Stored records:
- - - - -

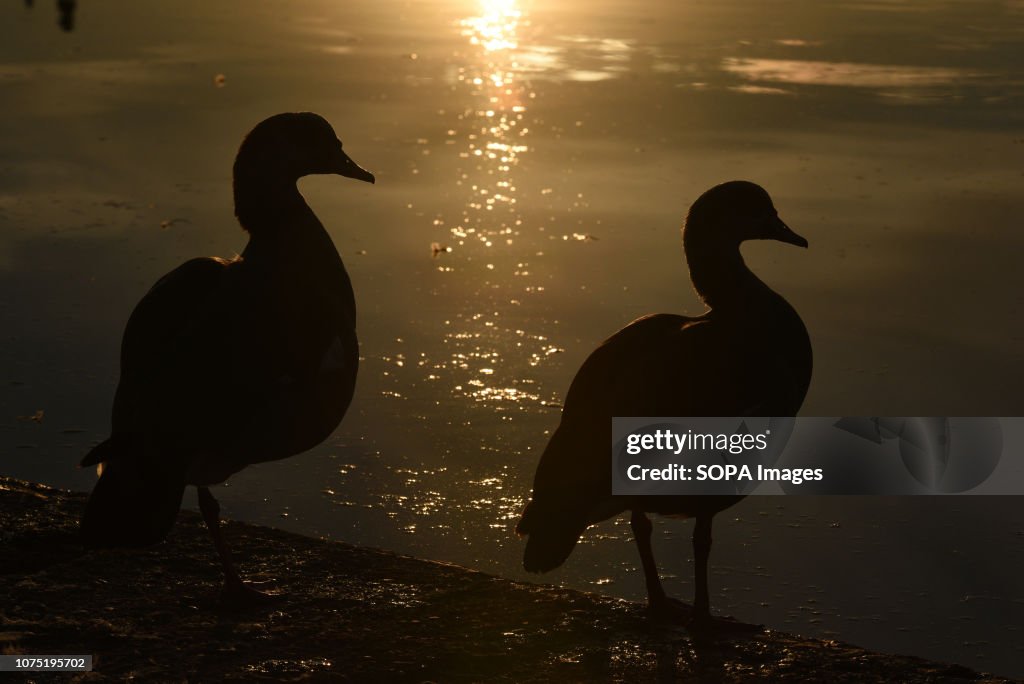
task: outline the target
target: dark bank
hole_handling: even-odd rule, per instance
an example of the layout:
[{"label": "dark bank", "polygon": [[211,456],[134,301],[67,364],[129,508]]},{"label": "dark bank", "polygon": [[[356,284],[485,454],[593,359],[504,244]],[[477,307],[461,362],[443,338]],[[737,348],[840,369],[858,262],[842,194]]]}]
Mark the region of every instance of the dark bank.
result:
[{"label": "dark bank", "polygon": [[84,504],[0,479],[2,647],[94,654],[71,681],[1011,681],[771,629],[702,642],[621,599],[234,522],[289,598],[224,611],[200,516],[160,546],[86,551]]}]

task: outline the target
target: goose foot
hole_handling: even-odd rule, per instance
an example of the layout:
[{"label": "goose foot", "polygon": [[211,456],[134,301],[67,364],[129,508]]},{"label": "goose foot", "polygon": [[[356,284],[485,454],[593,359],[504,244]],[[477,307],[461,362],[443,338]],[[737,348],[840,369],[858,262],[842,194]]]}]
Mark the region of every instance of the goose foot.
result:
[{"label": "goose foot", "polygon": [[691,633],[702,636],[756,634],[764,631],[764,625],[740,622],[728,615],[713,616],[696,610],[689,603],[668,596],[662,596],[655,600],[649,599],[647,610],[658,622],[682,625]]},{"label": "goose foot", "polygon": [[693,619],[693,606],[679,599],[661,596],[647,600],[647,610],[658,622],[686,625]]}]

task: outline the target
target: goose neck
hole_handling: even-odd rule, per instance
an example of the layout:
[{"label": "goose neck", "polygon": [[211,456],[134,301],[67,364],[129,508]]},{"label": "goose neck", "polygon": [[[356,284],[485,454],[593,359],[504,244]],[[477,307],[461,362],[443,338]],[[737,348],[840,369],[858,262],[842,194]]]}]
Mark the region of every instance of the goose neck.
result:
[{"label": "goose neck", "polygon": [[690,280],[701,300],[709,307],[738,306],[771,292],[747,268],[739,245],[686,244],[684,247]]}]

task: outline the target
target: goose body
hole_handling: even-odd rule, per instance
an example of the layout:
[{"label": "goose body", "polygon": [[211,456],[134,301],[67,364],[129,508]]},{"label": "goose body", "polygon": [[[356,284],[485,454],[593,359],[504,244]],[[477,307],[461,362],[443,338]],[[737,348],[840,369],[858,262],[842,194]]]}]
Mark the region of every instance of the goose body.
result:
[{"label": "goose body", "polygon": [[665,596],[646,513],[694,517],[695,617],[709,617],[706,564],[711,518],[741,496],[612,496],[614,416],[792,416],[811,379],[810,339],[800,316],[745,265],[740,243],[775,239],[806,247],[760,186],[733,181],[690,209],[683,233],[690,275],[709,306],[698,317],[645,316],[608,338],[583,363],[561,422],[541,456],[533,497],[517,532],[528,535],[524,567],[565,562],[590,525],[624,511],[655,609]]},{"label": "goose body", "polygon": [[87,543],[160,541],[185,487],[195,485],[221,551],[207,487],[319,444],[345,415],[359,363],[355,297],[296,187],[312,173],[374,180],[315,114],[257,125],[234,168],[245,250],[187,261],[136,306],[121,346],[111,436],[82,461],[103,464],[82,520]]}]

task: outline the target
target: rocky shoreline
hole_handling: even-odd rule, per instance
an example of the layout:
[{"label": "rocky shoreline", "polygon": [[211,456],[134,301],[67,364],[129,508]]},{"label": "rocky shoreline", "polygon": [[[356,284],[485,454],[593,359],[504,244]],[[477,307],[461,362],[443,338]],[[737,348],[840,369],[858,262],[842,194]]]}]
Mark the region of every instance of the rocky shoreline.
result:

- - - - -

> [AIM OF THE TASK]: Pictures stay out. Print the data exactly, from its first line through the line containing "Mark the region of every instance of the goose foot.".

> [THE ANSWER]:
task: outline the target
target: dark bank
hole_handling: even-odd rule, per instance
an example of the layout:
[{"label": "dark bank", "polygon": [[211,456],[134,301],[67,364],[129,508]]},{"label": "dark bank", "polygon": [[[356,284],[485,454],[593,359],[504,244]],[[477,307],[461,362],[443,338]],[[737,348],[840,369],[858,262],[842,194]]]}]
Mark the region of every instance of the dark bank.
result:
[{"label": "dark bank", "polygon": [[84,504],[0,479],[2,647],[94,654],[71,681],[1011,681],[771,629],[702,642],[621,599],[234,522],[289,598],[224,611],[200,516],[160,546],[86,551]]}]

task: outline the target
target: goose foot
hole_handling: even-odd rule, per instance
an example of the layout:
[{"label": "goose foot", "polygon": [[211,456],[134,301],[67,364],[129,508]]},{"label": "goose foot", "polygon": [[[356,284],[485,454],[593,359],[504,244]],[[477,307],[461,362],[443,338]],[[737,348],[840,369],[858,262],[842,194]]]}]
Mark the region of every instance of the goose foot.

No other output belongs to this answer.